Express the stretch of records from the line containing "for any sunset" through the end of the records as a two-column CSV with the headers text and answer. Give one row per record, putting each value in a single quoted field with line breaks replaced by spaces.

>> START MATERIAL FOR THIS TASK

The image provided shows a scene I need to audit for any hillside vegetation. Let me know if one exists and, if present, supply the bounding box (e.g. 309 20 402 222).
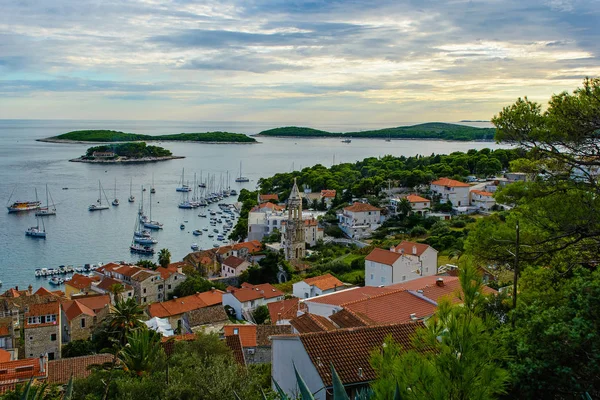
259 122 496 141
51 130 256 143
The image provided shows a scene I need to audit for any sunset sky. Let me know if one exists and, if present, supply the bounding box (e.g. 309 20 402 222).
0 0 600 126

>> END MATERIAL FOR THIS TASK

__THE OUTPUT__
text,answer
"The image provided shows a scene I need to audit for any sunset sky. Let me know if one exists and, if present, supply the bounding box (e.g. 309 20 402 222).","0 0 600 126"